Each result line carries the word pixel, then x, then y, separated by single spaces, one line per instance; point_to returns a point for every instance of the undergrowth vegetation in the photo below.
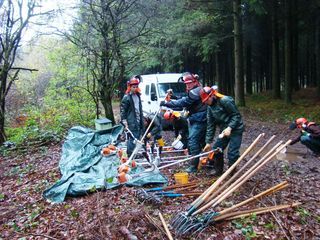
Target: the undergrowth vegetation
pixel 51 122
pixel 262 107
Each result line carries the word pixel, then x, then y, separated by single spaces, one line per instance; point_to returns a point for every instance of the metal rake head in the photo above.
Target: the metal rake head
pixel 144 196
pixel 193 225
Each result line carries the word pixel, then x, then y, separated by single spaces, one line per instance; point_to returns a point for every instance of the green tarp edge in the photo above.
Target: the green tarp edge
pixel 85 170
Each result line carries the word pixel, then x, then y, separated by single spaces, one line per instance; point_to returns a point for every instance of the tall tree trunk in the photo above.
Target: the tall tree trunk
pixel 275 52
pixel 218 71
pixel 248 68
pixel 295 46
pixel 238 53
pixel 317 50
pixel 3 82
pixel 288 53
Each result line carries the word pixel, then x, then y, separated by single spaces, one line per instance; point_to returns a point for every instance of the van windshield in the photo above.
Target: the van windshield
pixel 179 89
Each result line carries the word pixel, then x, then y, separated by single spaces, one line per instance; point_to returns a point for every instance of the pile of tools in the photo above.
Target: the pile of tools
pixel 192 221
pixel 155 195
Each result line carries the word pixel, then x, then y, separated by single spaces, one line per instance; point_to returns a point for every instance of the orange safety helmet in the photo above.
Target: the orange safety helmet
pixel 171 115
pixel 168 115
pixel 134 81
pixel 191 80
pixel 205 93
pixel 301 121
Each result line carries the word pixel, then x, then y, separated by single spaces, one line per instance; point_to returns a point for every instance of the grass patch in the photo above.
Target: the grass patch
pixel 263 107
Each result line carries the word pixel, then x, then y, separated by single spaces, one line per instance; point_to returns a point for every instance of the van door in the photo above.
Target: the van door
pixel 153 103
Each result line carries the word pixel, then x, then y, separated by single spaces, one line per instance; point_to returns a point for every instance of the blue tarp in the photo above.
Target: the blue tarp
pixel 84 169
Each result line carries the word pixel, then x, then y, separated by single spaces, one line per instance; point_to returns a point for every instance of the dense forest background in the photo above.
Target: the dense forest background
pixel 248 48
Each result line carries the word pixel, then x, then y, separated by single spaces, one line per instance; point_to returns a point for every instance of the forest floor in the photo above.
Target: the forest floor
pixel 117 214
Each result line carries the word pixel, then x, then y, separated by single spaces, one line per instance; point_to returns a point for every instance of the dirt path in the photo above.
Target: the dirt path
pixel 117 214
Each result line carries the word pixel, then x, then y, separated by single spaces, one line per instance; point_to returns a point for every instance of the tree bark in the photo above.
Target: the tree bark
pixel 238 53
pixel 275 52
pixel 317 50
pixel 288 53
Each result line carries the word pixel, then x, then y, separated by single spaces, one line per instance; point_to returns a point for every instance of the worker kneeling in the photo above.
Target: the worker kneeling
pixel 223 113
pixel 309 134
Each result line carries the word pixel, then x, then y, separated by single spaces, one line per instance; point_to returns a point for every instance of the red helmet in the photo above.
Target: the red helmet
pixel 134 81
pixel 301 121
pixel 205 93
pixel 168 115
pixel 189 78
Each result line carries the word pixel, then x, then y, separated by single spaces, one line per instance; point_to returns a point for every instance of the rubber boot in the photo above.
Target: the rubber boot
pixel 193 167
pixel 218 164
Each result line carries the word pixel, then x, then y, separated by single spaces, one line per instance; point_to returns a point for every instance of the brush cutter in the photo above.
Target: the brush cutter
pixel 213 203
pixel 184 218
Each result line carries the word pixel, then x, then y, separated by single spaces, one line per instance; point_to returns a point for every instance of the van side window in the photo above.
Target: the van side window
pixel 153 92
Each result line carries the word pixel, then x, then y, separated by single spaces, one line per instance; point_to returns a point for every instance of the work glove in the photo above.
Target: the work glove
pixel 160 142
pixel 149 135
pixel 207 147
pixel 124 123
pixel 304 133
pixel 227 132
pixel 162 103
pixel 170 91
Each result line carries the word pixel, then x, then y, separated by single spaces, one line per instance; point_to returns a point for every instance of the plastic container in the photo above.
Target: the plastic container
pixel 181 178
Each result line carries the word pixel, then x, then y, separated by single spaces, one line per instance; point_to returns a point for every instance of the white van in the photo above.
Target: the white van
pixel 154 89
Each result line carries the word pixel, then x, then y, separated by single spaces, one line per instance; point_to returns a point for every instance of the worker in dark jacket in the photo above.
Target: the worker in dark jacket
pixel 180 126
pixel 223 113
pixel 131 112
pixel 309 134
pixel 155 130
pixel 197 116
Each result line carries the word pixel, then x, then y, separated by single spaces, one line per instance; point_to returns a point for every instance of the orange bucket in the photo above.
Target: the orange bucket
pixel 181 178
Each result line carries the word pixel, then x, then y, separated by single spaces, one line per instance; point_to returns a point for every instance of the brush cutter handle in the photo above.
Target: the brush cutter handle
pixel 202 198
pixel 240 181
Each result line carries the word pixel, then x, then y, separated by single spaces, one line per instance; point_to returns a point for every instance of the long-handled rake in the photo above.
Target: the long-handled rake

++++

The answer should hold every line of the listing, copied exactly, with no pictures.

Each result line carries the word pixel, then x, then y, separated by single spaces, one line per instance; point_to returns a point for every instance of the undergrowth vegetation in the photo below.
Target: the undergrowth vegetation
pixel 51 122
pixel 262 107
Each result line carries the word pixel, then x, then y, separated by single spaces, one line per instance; point_to returns a point for every instance of the metal rake head in the photo above.
Target: the metal rake head
pixel 144 196
pixel 193 225
Each result line carries the word pixel, then x, then y, separated by single spaces, one line per instance; point_to returns a point for every instance of the green tarp edge in the photo above.
Target: the green tarp edge
pixel 85 170
Each result line carries the word pixel, then x, then y, separated by single spaces, one line per instance; point_to returns a point for every instance of the tall tree trunk in the photo above.
Target: the tall tree trunk
pixel 275 52
pixel 218 71
pixel 248 68
pixel 295 46
pixel 238 53
pixel 317 50
pixel 3 82
pixel 288 53
Each result line carries the word pixel, then x, then y, separated by single spaces, one line per instance; point_to returns a point for every instance of the van windshield in the photo above.
Target: the van windshield
pixel 179 89
Each result line carries the word pixel, then x, then y, separated by single spaces, one line per instance; point_to returns a point for every instance of the pile of tools in the photo above.
Target: the pile of tools
pixel 192 221
pixel 155 195
Each result line carries the word pixel, then x, then y, separated by single spaces, one line per instance; point_to returns a point for every instance of the orange safety helmet in the photo above.
Target: the orange safety helmet
pixel 171 115
pixel 168 115
pixel 134 81
pixel 191 80
pixel 205 93
pixel 301 121
Each result line carries the word pixel, then x, then y, separated by single spaces, one line per instance; point_to returns a point for every instance of the grass patch in the photo above.
Target: the grass patch
pixel 263 107
Each result line carries the word pixel, then x, then y, separated by single spaces, one line per instance; point_to returns a point for every instance of the van door in the photo above.
Target: the van door
pixel 153 103
Each result line carries the word pixel, then x, then y, separated by single spaces, one line per instance; point_to returns a point for every instance of the blue tarp in the photo above.
Target: the blue tarp
pixel 84 169
Each result line carries the word pixel, then x, then y, separated by single spaces, one line per instance; point_to returns a point for every instance of the dense forest background in the photo above.
Target: the dense forest background
pixel 248 48
Each result line carries the word pixel, then x, then y, separated by single spaces, one line per instance; point_to returns a point for every instance of the forest floor in the photo above.
Target: the forest floor
pixel 117 214
Each result line carries the word pixel, then x, then y, separated by single spaces, one line per instance; point_to returns a point for every instance of the dirt path in the photo above.
Target: the dirt path
pixel 117 214
Each result line carries the word pixel, then x, then y, separated by single spaces, one line per instance; point_to returns a point for every instance of the tree bark in the photo above.
Target: the tree bark
pixel 238 53
pixel 275 52
pixel 317 50
pixel 288 53
Each result line carries the word pixel, then x, then y, separated by single spaces, one line per instance; point_to returns a point for every instance of the worker kneeling in the photo above.
Target: the worker kneeling
pixel 223 113
pixel 309 134
Each result line carries the word pixel, then x, then y, separated by single spaces, one line per instance; point_to returns a point for every instance of the red helmet in the photo above.
Target: the red helmet
pixel 134 81
pixel 301 121
pixel 205 93
pixel 168 115
pixel 189 78
Each result line carries the word pixel, then x, then y, separated by single spaces, one line per instance; point_to returns a point for every instance of the rubber boot in the photo above.
Target: the rubber boot
pixel 193 167
pixel 218 164
Each result line carries the word pixel, then x, then y, separated by single spaces, one line per instance; point_to returns a point for every instance of the brush cutter in the photo above.
Target: the brush cutter
pixel 213 203
pixel 184 218
Each result line carries the word pixel, then x, then y, separated by single spaces, one line per instance; point_to returns a point for every instance of the van side window in the photo above.
Target: the van side window
pixel 153 92
Each result line carries the word pixel, then x, then y, separated by single spaces, one line per instance; point_to returns a point for every instance of the work glove in the photo above.
Target: the work glove
pixel 160 142
pixel 149 135
pixel 207 147
pixel 124 123
pixel 304 133
pixel 227 132
pixel 162 103
pixel 170 91
Each result line carries the word pixel, then x, then y, separated by single spaces, one line per instance; point_to returns a point for every instance of the plastic container in the photo above.
Target: the plastic container
pixel 181 178
Each result line carries the word pixel, then x, then y, separated by single spaces, one line per instance; point_to returns a point for every instance of the white van in the photo above.
Target: the white van
pixel 154 89
Each result line carries the word pixel, then x, then y, separated by single spaces, one line per instance; point_to returns a point for every instance of the worker in dark jacket in the photo above.
Target: the worker in dark jacket
pixel 180 126
pixel 223 113
pixel 131 112
pixel 309 134
pixel 155 130
pixel 197 116
Each result line carries the word pixel, then x, then y, separated by single spaces, one line per instance; point_to returns a point for every instance of the orange bucket in the photo above.
Target: the orange bucket
pixel 181 178
Each result line carries the word pixel, then x, then y, separated by single spaces, one line per instance; point_to returns a point for every instance of the brush cutter handle in the photo above.
Target: the brush cutter handle
pixel 202 198
pixel 240 181
Each result line carries the word pixel, then x, then y, separated by single spaces, one line per instance; point_to returns a point for every instance of the long-handled rake in the photo above.
Target: the long-handled rake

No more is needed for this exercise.